> **Region pointing data**:

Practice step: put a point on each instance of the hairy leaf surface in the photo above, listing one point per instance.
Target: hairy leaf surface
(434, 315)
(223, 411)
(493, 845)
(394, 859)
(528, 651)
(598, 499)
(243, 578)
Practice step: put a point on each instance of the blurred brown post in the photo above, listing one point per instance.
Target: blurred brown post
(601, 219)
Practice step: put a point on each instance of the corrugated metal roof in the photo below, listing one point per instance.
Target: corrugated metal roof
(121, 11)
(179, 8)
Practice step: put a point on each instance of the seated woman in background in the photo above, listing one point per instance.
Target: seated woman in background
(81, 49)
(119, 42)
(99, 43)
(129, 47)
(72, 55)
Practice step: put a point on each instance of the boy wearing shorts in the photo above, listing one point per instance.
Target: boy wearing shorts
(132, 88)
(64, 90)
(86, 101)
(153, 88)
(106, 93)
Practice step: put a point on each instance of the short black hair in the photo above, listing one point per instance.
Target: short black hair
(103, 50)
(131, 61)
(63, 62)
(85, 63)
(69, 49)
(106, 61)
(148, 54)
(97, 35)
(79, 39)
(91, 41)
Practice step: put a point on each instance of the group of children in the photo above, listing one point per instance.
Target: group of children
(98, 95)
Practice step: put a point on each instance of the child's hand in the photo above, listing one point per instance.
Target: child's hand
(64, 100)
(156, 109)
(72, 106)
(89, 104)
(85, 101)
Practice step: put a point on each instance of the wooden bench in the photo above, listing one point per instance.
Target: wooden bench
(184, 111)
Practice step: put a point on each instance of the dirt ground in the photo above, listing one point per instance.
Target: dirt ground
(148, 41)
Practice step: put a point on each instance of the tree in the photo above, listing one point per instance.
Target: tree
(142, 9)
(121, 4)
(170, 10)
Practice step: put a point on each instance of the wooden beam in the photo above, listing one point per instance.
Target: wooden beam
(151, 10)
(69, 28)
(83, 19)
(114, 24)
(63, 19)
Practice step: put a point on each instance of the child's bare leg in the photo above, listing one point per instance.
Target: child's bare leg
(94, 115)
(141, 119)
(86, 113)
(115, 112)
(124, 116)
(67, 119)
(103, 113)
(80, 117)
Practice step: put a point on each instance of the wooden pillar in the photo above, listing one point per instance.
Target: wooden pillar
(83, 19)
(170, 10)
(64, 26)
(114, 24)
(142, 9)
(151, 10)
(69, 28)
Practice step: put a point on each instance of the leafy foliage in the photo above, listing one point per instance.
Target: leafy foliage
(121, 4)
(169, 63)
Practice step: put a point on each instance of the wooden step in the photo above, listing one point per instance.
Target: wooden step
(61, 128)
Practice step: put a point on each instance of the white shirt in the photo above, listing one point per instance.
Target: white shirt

> **What is being asked**:
From the line holding "Target: wooden step" down to the last line of the records above, restate each line exactly as written.

> **Reply to the task**:
Target: wooden step
(61, 128)
Practice step: put a point on each instance of the white shirt in the photo above, listing one point per instance.
Target: white shirt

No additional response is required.